■ What needs to be done ■
List the special names that the text on binary operations gives for operations with n = 0, 1, 2, 3 and 4 operands.

■ Document section ■
## BEGIN

# Binary Operations

## Introduction

Let A be a set and let n ≥ 0 be an integer. An operation ♢ in A with n operands is a mapping

♢ : An → A

An operation with n operands is also called an operation with the arity n or an n-ary operation. For n = 0, 1, 2, 3, 4 one uses the special terms 0-ary, unary, binary, ternary and quaternary.

## Constant operations

An operation ♢ in A with 0 operands is uniquely determined by ♢ (()) that is a certain element of A, which the operation can be identiﬁed with. The operations with 0 operands are therefore sometimes called the constant operations. So we shall all the time think of an operation with 0 operands as an element of A.

## Operation symbols

To underline the general aspect we are going to use operation symbols which do not already have a definite meaning such as x ♢ y, x ♡ y. There are a number of alternative ways to denote an operation, other than

♢ (a1, . . ., an)

## END

■ Record extracts ■

## BEGIN

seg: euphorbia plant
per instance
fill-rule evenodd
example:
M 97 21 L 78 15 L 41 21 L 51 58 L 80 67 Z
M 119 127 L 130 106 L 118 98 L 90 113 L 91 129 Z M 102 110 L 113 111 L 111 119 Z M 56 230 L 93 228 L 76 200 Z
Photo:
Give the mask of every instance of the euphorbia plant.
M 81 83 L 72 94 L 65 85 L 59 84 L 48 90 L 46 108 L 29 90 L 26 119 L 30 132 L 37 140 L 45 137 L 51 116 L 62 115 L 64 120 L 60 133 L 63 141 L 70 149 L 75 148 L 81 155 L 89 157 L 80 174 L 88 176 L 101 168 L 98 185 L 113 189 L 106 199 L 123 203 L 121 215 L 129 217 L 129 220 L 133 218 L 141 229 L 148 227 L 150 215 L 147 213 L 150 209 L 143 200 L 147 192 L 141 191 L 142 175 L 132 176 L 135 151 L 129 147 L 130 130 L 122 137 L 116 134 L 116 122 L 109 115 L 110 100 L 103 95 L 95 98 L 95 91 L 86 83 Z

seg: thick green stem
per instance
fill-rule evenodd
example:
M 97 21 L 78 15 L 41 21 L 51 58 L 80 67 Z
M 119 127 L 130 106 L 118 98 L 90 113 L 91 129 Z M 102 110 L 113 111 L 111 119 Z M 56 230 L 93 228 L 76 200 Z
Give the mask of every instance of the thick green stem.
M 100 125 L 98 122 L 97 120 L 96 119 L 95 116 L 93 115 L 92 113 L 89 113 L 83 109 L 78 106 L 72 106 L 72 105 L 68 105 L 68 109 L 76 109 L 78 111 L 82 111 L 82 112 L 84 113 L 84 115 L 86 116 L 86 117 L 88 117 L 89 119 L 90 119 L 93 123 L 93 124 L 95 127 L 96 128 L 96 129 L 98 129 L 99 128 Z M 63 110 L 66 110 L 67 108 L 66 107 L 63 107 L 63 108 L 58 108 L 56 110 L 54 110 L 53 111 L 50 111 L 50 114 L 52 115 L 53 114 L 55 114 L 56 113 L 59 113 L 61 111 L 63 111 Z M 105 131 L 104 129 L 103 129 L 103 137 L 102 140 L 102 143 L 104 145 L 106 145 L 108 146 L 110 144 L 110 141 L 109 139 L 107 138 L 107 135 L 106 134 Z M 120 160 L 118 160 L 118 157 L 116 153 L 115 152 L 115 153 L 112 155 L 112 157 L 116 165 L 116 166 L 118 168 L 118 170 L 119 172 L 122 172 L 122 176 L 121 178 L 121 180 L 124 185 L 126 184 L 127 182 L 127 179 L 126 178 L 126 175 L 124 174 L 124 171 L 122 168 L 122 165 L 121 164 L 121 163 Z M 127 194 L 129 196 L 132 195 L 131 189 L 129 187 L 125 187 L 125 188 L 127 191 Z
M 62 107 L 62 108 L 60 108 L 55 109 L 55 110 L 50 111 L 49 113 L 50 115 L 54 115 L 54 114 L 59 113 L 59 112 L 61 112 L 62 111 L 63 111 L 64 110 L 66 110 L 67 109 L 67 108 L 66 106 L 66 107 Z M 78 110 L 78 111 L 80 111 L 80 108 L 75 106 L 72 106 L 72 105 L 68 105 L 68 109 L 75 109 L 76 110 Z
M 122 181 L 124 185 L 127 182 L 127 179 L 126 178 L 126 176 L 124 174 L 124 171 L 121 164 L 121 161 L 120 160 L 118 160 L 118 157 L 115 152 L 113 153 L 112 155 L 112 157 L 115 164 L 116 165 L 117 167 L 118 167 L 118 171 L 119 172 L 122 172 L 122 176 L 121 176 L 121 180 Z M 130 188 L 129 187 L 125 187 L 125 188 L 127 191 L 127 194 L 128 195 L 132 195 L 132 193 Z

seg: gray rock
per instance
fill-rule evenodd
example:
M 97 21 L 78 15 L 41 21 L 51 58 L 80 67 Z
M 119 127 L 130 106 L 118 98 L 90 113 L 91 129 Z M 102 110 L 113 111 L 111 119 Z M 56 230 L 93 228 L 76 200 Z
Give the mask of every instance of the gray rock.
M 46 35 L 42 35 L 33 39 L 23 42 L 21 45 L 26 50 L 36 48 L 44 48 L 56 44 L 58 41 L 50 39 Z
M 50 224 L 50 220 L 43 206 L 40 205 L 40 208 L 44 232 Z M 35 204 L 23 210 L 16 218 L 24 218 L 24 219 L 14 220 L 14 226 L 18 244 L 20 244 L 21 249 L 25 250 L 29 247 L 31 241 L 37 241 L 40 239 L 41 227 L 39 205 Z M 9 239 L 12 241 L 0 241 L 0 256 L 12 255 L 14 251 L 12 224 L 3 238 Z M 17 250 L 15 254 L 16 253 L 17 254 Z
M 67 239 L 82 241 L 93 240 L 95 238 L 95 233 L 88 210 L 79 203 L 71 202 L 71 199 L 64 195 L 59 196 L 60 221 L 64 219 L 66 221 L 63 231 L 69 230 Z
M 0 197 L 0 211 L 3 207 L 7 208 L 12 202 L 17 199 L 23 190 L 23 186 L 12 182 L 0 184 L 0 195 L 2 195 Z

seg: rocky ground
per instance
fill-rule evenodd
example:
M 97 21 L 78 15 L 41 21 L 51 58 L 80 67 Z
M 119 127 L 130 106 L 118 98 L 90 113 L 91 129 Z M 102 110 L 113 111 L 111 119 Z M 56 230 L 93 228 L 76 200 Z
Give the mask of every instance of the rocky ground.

## END

■ Exercise result ■
0-ary, unary, binary, ternary, quaternary